**Aim of the task:**
The answer must consist of every line from the data that holds "white".

Provided records below:

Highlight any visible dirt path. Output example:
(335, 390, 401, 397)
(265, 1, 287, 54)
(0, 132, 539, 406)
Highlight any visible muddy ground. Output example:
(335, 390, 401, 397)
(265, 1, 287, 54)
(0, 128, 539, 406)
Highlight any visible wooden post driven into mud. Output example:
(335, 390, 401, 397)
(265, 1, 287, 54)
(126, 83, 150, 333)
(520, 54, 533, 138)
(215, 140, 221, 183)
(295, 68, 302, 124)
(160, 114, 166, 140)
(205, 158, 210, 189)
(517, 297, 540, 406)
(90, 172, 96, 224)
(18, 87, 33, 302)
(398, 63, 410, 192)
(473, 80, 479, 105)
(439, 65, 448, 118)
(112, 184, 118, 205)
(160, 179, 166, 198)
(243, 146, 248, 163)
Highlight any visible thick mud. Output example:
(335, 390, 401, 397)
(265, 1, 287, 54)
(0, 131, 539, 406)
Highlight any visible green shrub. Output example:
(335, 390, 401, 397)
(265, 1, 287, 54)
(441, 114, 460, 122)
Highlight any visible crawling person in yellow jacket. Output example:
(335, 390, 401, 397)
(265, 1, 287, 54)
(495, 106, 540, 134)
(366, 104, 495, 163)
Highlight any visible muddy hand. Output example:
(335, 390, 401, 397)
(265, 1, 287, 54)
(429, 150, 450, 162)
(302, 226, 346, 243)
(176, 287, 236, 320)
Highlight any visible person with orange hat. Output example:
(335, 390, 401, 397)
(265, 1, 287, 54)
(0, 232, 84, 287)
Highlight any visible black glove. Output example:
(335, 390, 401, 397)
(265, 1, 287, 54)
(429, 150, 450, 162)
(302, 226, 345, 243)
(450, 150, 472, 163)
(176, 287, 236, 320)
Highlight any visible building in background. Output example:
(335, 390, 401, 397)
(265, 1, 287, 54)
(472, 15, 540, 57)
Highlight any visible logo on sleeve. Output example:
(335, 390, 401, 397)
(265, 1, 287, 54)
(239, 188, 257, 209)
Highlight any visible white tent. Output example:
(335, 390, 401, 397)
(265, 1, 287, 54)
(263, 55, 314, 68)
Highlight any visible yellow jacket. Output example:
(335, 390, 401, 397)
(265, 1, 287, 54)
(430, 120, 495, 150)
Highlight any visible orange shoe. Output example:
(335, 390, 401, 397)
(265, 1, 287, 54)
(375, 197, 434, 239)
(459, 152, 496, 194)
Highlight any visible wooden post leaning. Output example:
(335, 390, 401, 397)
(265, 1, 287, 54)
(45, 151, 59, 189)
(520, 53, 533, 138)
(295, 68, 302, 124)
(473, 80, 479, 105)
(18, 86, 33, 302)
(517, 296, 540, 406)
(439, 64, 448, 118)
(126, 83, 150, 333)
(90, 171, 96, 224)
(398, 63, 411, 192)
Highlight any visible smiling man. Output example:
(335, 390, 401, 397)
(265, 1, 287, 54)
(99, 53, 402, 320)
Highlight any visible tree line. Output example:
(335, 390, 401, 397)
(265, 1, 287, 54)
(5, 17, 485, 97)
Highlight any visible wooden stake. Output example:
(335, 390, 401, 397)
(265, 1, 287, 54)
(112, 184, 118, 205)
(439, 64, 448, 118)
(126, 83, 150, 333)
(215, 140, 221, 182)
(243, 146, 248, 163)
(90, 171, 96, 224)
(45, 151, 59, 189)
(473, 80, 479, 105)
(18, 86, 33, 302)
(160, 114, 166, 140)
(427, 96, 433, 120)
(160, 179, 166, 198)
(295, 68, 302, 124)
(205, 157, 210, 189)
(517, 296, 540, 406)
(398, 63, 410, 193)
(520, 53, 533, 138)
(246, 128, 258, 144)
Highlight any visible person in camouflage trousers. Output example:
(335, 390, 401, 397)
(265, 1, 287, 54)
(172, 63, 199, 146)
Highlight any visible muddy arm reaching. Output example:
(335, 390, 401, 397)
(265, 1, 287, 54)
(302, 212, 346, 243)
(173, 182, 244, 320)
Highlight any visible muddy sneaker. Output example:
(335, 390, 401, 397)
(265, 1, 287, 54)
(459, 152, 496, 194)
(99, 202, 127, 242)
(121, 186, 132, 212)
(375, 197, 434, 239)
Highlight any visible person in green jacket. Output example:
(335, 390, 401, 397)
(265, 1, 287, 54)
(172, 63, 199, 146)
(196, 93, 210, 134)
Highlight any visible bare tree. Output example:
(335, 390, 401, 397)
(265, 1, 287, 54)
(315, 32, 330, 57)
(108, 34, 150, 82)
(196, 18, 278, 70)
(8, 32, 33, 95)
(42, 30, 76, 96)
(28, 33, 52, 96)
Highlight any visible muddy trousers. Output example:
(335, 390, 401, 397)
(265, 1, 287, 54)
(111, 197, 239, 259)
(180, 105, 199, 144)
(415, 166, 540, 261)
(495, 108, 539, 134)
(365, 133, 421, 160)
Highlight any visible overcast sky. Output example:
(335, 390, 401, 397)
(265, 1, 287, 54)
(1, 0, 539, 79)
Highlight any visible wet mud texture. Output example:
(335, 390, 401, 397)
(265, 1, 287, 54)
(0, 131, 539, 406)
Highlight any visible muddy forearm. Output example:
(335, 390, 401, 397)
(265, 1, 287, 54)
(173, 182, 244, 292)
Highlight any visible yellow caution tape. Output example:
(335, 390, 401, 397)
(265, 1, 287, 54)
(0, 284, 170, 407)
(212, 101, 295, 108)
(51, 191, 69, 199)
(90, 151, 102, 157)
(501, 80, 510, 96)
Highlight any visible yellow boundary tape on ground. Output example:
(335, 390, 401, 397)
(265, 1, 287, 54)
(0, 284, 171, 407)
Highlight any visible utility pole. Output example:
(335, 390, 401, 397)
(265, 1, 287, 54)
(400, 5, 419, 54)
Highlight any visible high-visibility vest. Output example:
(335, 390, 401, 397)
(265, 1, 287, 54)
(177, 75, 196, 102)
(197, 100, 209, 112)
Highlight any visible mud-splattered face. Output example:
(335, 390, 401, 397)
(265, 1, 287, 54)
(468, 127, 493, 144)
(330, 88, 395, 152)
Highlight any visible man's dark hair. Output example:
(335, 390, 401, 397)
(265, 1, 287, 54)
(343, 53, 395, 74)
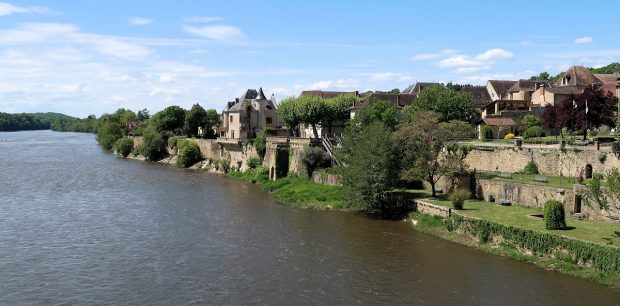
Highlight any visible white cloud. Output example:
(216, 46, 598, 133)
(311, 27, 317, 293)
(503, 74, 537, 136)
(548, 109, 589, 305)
(190, 49, 209, 54)
(310, 79, 359, 90)
(0, 2, 52, 16)
(311, 80, 332, 89)
(475, 48, 513, 61)
(183, 16, 224, 23)
(182, 25, 244, 41)
(363, 72, 411, 81)
(129, 17, 153, 26)
(410, 49, 457, 61)
(159, 75, 172, 83)
(574, 37, 592, 44)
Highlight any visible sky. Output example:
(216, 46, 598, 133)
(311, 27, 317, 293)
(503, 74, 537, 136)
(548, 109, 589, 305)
(1, 0, 620, 117)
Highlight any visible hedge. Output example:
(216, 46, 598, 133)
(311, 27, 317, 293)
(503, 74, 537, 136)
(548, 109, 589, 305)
(448, 214, 620, 274)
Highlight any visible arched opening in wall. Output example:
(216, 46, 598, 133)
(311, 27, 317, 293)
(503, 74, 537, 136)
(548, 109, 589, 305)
(585, 164, 593, 179)
(574, 195, 582, 214)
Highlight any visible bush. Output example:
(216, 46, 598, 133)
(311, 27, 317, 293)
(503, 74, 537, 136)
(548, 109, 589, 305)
(522, 126, 545, 139)
(522, 161, 539, 174)
(167, 136, 187, 148)
(96, 121, 123, 150)
(449, 188, 470, 210)
(177, 141, 203, 168)
(481, 125, 493, 140)
(544, 200, 567, 230)
(504, 133, 515, 140)
(113, 137, 134, 157)
(247, 156, 261, 169)
(598, 153, 607, 163)
(140, 126, 167, 161)
(301, 146, 328, 178)
(254, 132, 267, 160)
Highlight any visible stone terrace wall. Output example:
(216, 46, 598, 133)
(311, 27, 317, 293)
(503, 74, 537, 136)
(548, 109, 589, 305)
(465, 146, 620, 177)
(415, 200, 451, 218)
(476, 179, 574, 210)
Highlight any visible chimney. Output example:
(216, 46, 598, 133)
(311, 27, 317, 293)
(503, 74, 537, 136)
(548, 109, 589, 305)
(354, 90, 359, 96)
(235, 98, 239, 104)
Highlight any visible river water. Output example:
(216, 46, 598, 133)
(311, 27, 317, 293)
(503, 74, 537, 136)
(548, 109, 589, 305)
(0, 131, 619, 305)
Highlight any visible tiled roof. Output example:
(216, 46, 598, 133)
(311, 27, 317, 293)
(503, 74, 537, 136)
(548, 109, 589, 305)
(507, 79, 551, 93)
(594, 73, 620, 84)
(460, 86, 492, 108)
(483, 117, 517, 126)
(554, 65, 603, 87)
(402, 82, 441, 94)
(299, 90, 359, 99)
(546, 86, 582, 95)
(352, 93, 416, 109)
(488, 80, 516, 97)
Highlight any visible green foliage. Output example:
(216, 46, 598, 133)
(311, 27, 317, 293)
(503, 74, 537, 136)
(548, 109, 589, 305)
(523, 126, 545, 139)
(254, 132, 267, 160)
(139, 126, 167, 161)
(137, 108, 150, 121)
(183, 103, 208, 137)
(403, 85, 478, 123)
(247, 156, 261, 169)
(588, 173, 609, 210)
(481, 125, 493, 140)
(149, 105, 186, 134)
(522, 161, 539, 175)
(167, 136, 187, 148)
(529, 71, 550, 81)
(113, 137, 134, 157)
(297, 95, 329, 138)
(96, 121, 123, 150)
(176, 140, 203, 168)
(449, 189, 470, 210)
(300, 146, 327, 178)
(589, 62, 620, 74)
(448, 214, 620, 274)
(277, 96, 303, 136)
(521, 114, 541, 129)
(342, 121, 400, 212)
(275, 147, 290, 178)
(598, 153, 607, 163)
(203, 109, 221, 139)
(544, 200, 567, 230)
(0, 112, 77, 131)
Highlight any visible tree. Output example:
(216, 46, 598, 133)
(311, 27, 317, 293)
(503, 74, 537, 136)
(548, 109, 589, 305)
(242, 101, 255, 139)
(541, 104, 560, 135)
(96, 121, 123, 150)
(297, 95, 328, 138)
(529, 72, 550, 81)
(113, 137, 134, 157)
(388, 88, 400, 94)
(177, 141, 203, 167)
(150, 106, 186, 134)
(342, 121, 400, 212)
(183, 103, 208, 137)
(300, 146, 328, 178)
(204, 109, 221, 139)
(137, 109, 150, 121)
(590, 62, 620, 74)
(403, 85, 478, 123)
(521, 114, 541, 129)
(394, 111, 474, 197)
(554, 87, 617, 139)
(139, 126, 166, 161)
(324, 94, 358, 134)
(277, 97, 302, 136)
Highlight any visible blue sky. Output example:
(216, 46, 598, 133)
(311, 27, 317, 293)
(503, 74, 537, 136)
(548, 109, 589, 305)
(1, 0, 619, 117)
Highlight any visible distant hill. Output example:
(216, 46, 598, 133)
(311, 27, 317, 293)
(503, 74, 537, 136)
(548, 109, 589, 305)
(0, 112, 77, 131)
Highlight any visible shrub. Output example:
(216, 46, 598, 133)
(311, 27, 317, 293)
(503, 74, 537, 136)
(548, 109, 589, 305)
(113, 137, 134, 157)
(544, 200, 567, 230)
(254, 132, 267, 160)
(522, 161, 539, 175)
(481, 125, 493, 140)
(300, 146, 328, 178)
(522, 126, 545, 139)
(140, 126, 167, 161)
(247, 156, 261, 169)
(504, 133, 515, 140)
(177, 141, 203, 168)
(167, 136, 187, 148)
(96, 121, 123, 150)
(449, 188, 470, 210)
(598, 153, 607, 163)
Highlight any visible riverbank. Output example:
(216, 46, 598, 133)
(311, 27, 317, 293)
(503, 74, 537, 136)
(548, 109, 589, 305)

End of Provided records.

**Exercise output:**
Highlight any visible white tent. Output example:
Highlight any visible white cloud. Output example:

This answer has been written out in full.